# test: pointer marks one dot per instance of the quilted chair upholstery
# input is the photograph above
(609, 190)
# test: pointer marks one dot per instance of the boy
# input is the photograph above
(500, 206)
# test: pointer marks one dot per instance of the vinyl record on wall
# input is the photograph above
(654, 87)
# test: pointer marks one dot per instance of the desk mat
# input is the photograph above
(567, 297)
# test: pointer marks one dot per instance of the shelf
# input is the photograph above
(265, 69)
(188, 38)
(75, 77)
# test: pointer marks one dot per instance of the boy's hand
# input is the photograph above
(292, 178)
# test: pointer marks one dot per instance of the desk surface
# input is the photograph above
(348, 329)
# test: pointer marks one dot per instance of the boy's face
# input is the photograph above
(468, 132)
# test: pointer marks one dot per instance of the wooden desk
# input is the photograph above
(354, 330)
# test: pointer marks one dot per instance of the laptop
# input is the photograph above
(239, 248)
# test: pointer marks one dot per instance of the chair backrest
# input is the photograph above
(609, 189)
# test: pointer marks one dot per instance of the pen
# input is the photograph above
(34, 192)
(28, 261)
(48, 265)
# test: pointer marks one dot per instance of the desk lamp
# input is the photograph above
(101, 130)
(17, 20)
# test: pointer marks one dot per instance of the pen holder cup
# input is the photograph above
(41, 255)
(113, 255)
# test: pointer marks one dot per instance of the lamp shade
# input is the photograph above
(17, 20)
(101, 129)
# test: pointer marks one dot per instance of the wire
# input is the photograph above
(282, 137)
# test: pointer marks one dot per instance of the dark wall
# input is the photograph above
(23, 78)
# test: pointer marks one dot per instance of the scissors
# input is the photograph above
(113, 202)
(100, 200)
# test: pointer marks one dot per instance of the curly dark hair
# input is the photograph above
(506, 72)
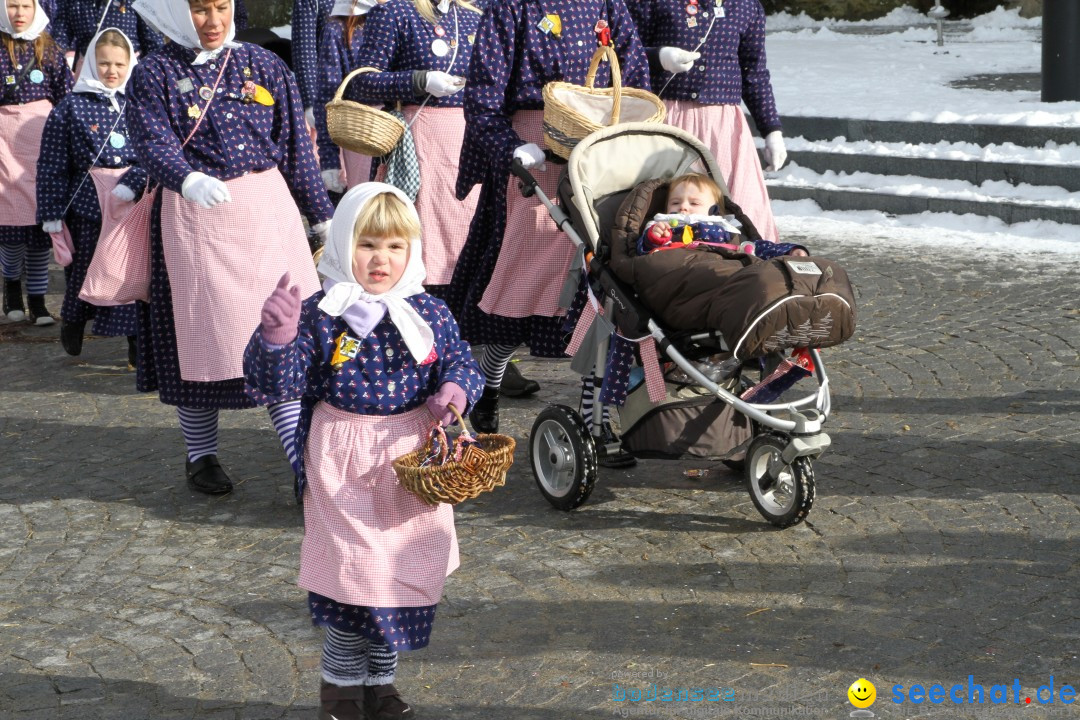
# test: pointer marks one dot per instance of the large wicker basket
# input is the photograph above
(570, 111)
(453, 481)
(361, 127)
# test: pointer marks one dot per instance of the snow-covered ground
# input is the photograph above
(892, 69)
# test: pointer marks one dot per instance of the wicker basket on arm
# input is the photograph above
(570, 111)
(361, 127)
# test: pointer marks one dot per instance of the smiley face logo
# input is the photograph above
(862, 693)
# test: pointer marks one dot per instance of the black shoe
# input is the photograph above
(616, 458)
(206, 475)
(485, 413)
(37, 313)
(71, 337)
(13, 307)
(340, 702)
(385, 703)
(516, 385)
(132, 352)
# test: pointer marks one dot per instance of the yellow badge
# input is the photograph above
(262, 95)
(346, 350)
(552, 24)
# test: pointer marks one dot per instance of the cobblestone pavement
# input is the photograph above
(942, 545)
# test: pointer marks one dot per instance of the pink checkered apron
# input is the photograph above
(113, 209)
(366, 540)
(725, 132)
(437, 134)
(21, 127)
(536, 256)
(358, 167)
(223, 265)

━━━━━━━━━━━━━━━━

### [WHAT TO DO]
Quote precisely the lines of the data from the line containing "the desk lamp" through its final line, both included, excluding pictures.

### [REPLY TO THE TASK]
# test: pointer marks one dot per instance of the desk lamp
# input is the photograph above
(101, 130)
(17, 20)
# test: pointer marks one dot per instance of the pen holder cup
# input is the photograph above
(41, 255)
(113, 255)
# test: pointer marks one dot per instance of the lamp shade
# input is the photograph above
(17, 20)
(101, 129)
# test: pointer marks one dot per instance of the wire
# input is the photograph above
(282, 137)
# test: pointer marks one dot per instance of the dark wall
# input is the photograph above
(23, 78)
# test: pointer marks one dot per instance of the scissors
# input is the photograph above
(113, 202)
(100, 200)
# test: pointer marks one dot per instance of the curly dark hair
# input is the photograph above
(506, 72)
# test: pointer marks one dot per instance of the large wicker basket
# input is the photograph above
(570, 111)
(453, 481)
(361, 127)
# test: pointer marks one dot per instance of the snow-covered ground
# input is the photograph above
(892, 69)
# test: pointer marks one dot per instance of the wicker basket on arm
# input is the photograph above
(570, 111)
(361, 127)
# test: pointer marks one dot per instance of the smiley face logo
# input is the photograph above
(862, 693)
# test: pointer marks one dot per instance of the black shoe
# input is the photograph above
(616, 458)
(206, 475)
(485, 413)
(37, 313)
(71, 337)
(13, 307)
(340, 702)
(385, 703)
(516, 385)
(132, 352)
# test: pointer marks one dot per instance of the yellow badge
# input is the photograph above
(262, 95)
(346, 350)
(552, 24)
# test: pointer marks one dot per instance of the cobblestone pavement
# input is the photograph above
(942, 545)
# test: pointer marks one dot per instance of the pink checkered apron
# input is the photograph above
(113, 209)
(366, 540)
(725, 132)
(437, 134)
(21, 127)
(536, 256)
(358, 167)
(223, 265)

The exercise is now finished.